[Excerpt to read Boundary: Start]

Shares of C3.ai (AI -5.57%) plunged by 41.2% over the first six months of the year, according to data provided by S&P Global Market Intelligence, despite oil prices surging throughout the period.
Because the artificial intelligence provider for businesses has a heavy concentration in the energy industry, with some of the biggest names in oil and gas among its clients, it seems a bit surprising C3.ai hasn’t done better. But the energy sector boom hasn’t provided a gusher of opportunity for the AI outfit.
The decline in C3.ai’s stock price began last year, and was tied more to the market’s transition away from tech names into more defensive, consumer-oriented stocks as fears of a recession grew. The tech-heavy Nasdaq 100 index is down by 25% since early November.
Yet there were more specific concerns about C3.ai that contributed to an even steeper decline – it lost 60% of its value over the same period.
While the AI shop remains a fast-growing business, its customer concentration – energy services giant Baker Hughes accounted for 31% of revenue in its fiscal 2021 – decelerating revenue growth rates, and an inability to turn a profit yet have all weighed heavily on the stock.
Investor scrutiny on it intensified after short-seller Spruce Point Capital published a report asserting that C3.ai held significant downside risk because it believed its management had a penchant for overstating “customers, technology-development cost, total-addressable-market size, pace -of-market growth, market share, alliances, and sales cycle to close deals. “
C3.ai is attempting to bring in more customers, but its revenues have tended to be lumpy as it’s also trying to expand into more industries. In its most recent quarterly report, management highlighted Koch Industries, global food giant Cargill, primary care practice operator One Medical, and defense contractor Raytheon as important new customer wins or expansions.
However, the enterprise-class AI provider undermines its ability to produce a profit by paying out considerable sums of stock-based compensation. In its fiscal 2021 Q4, which ended April 30, it had gross profits of almost $ 55 million, but expenses of $ 111.4 million – including some $ 35.6 million in stock-based compensation – kept net profitability just out of reach.

[Excerpt to read Boundary: End]
[Information Boundary: Start]

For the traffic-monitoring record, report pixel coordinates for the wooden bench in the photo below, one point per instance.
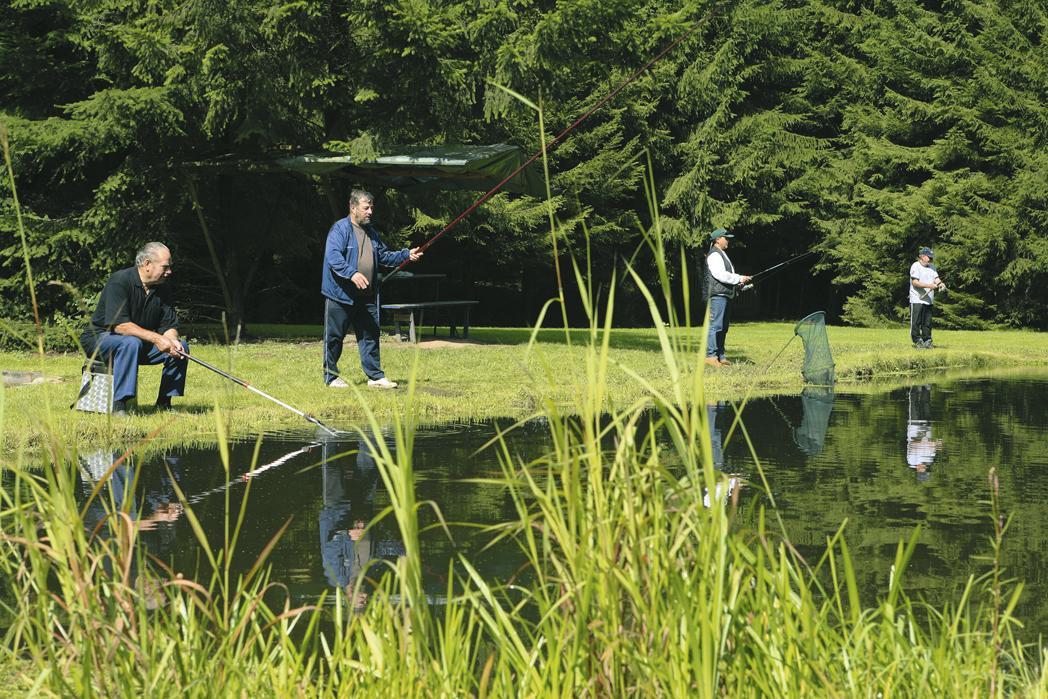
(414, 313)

[Information Boundary: End]
[Information Boundary: Start]

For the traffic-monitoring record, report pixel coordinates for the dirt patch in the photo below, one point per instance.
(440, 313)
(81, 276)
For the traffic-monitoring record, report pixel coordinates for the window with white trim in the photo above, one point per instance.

[Information Boundary: End]

Problems to solve:
(a) Condense the paragraph of the C3.ai article that begins "While the AI shop remains" into a short bulleted list, keeping its main facts.
(b) From the C3.ai article, quote the stretch from "The decline in" through "since early November.".
(c) Answer these questions from the C3.ai article, marking each answer to match:
(i) By what percentage did C3.ai shares fall over the first six months of the year?
(ii) What share of C3.ai's fiscal 2021 revenue came from Baker Hughes?
(iii) How much stock-based compensation did C3.ai pay in its fiscal 2021 Q4?
The two blocks of lines above come from a different source than the C3.ai article.

Numbered responses:
(a)
- C3.ai is still a fast-growing business.
- Its stock has been weighed down heavily by:
  - customer concentration (Baker Hughes made up 31% of revenue in fiscal 2021)
  - slowing revenue growth rates
  - its inability so far to turn a profit

(b)
The decline in C3.ai’s stock price began last year, and was tied more to the market’s transition away from tech names into more defensive, consumer-oriented stocks as fears of a recession grew. The tech-heavy Nasdaq 100 index is down by 25% since early November.

(c)
(i) 41.2%
(ii) 31%
(iii) About $35.6 million